Gather all lines in the entries that include the word "wall".

## Data section
####

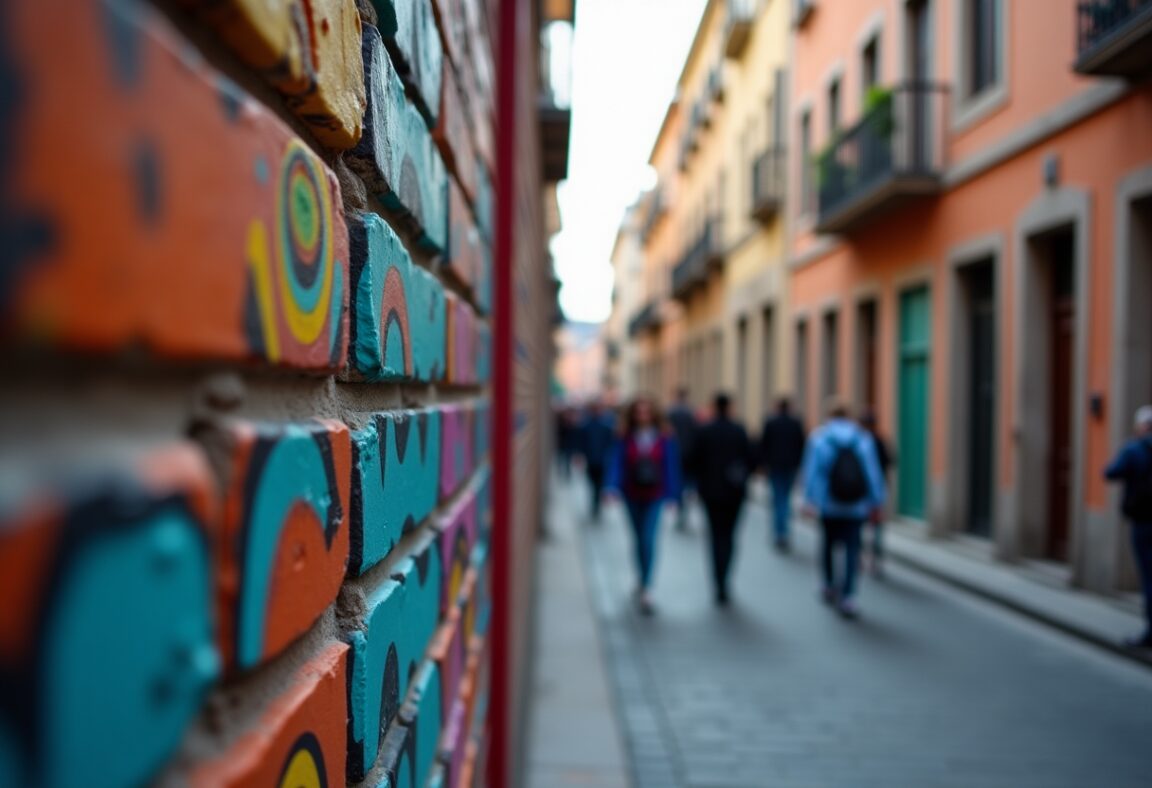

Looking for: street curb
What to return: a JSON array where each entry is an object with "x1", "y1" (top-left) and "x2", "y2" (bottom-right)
[{"x1": 883, "y1": 544, "x2": 1152, "y2": 670}]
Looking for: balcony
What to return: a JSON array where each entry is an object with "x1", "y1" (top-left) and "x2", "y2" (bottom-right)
[
  {"x1": 671, "y1": 221, "x2": 723, "y2": 301},
  {"x1": 750, "y1": 147, "x2": 785, "y2": 223},
  {"x1": 815, "y1": 83, "x2": 948, "y2": 235},
  {"x1": 628, "y1": 302, "x2": 661, "y2": 337},
  {"x1": 641, "y1": 188, "x2": 667, "y2": 242},
  {"x1": 708, "y1": 67, "x2": 725, "y2": 104},
  {"x1": 1075, "y1": 0, "x2": 1152, "y2": 77},
  {"x1": 724, "y1": 0, "x2": 754, "y2": 58}
]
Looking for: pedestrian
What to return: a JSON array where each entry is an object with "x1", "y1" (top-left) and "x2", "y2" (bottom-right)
[
  {"x1": 555, "y1": 406, "x2": 579, "y2": 480},
  {"x1": 1104, "y1": 405, "x2": 1152, "y2": 649},
  {"x1": 801, "y1": 399, "x2": 886, "y2": 619},
  {"x1": 604, "y1": 396, "x2": 681, "y2": 615},
  {"x1": 759, "y1": 397, "x2": 807, "y2": 552},
  {"x1": 666, "y1": 387, "x2": 699, "y2": 531},
  {"x1": 579, "y1": 400, "x2": 616, "y2": 522},
  {"x1": 859, "y1": 408, "x2": 895, "y2": 578},
  {"x1": 690, "y1": 393, "x2": 756, "y2": 606}
]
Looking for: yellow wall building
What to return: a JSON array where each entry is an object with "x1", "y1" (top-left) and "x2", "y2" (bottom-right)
[{"x1": 628, "y1": 0, "x2": 793, "y2": 425}]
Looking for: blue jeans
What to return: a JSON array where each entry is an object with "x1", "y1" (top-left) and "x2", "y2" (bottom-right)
[
  {"x1": 1132, "y1": 522, "x2": 1152, "y2": 636},
  {"x1": 768, "y1": 470, "x2": 797, "y2": 541},
  {"x1": 625, "y1": 499, "x2": 663, "y2": 589},
  {"x1": 821, "y1": 517, "x2": 863, "y2": 599}
]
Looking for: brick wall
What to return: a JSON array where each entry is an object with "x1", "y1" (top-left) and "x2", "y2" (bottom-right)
[{"x1": 0, "y1": 0, "x2": 526, "y2": 785}]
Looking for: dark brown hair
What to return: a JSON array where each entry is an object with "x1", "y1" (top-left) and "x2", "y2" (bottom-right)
[{"x1": 620, "y1": 395, "x2": 665, "y2": 437}]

####

## Output for this task
Looking for: yellow wall building
Looking for: brick wall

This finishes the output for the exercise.